>> Start Listed entries

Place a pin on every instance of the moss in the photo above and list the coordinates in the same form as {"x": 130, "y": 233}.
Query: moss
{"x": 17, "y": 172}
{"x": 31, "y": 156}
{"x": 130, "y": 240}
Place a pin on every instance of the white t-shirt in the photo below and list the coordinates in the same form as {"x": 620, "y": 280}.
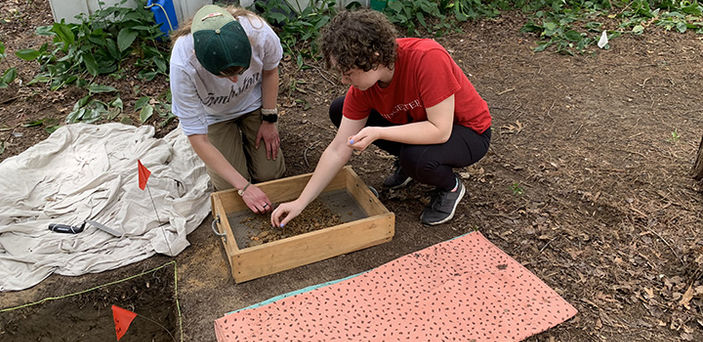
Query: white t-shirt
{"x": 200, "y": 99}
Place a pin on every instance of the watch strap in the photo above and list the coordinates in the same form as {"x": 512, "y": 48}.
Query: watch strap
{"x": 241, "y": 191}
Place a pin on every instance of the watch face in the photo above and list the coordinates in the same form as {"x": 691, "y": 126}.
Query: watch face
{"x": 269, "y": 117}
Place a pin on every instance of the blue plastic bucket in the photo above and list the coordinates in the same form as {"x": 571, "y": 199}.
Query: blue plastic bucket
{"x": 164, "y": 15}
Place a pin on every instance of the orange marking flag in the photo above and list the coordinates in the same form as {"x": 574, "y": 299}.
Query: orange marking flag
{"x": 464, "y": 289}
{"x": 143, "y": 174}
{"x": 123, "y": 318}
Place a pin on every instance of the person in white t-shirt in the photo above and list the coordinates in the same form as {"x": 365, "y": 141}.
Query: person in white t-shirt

>> End Listed entries

Arrange every line of the items above as a Markdown table with the columns Row and Line, numbering the rows and skipping blank lines. Leave the pictures out.

| Row | Line |
|---|---|
| 1 | Place a pin on every instance of the moss in the photo above and list the coordinates in the same form as {"x": 130, "y": 233}. |
| 2 | Query: moss |
| 3 | {"x": 17, "y": 172} |
| 4 | {"x": 31, "y": 156} |
| 5 | {"x": 130, "y": 240} |
| 6 | Place a pin on every instance of the white t-shirt in the photo below and list the coordinates in the same form as {"x": 620, "y": 280}. |
| 7 | Query: white t-shirt |
| 8 | {"x": 200, "y": 99} |
| 9 | Place a pin on every instance of the watch strap in the photo above and list the coordinates in the same form as {"x": 512, "y": 48}. |
| 10 | Query: watch strap |
| 11 | {"x": 241, "y": 191} |
| 12 | Place a pin on every instance of the watch face in the photo above and list the coordinates in the same form as {"x": 691, "y": 126}. |
| 13 | Query: watch face |
| 14 | {"x": 269, "y": 117} |
| 15 | Place a pin on every instance of the blue plastic bucket in the photo above and list the coordinates in the same form as {"x": 571, "y": 199}. |
| 16 | Query: blue plastic bucket |
| 17 | {"x": 164, "y": 15} |
| 18 | Place a pin on every instance of the orange marking flag in the photo above and list the coordinates in the same form as {"x": 574, "y": 299}. |
| 19 | Query: orange marking flag |
| 20 | {"x": 464, "y": 289} |
| 21 | {"x": 143, "y": 174} |
| 22 | {"x": 123, "y": 318} |
| 23 | Place a pin on every instance of the person in white t-shirt in the photo above and list the coordinates in the same form as {"x": 365, "y": 141}. |
| 24 | Query: person in white t-shirt |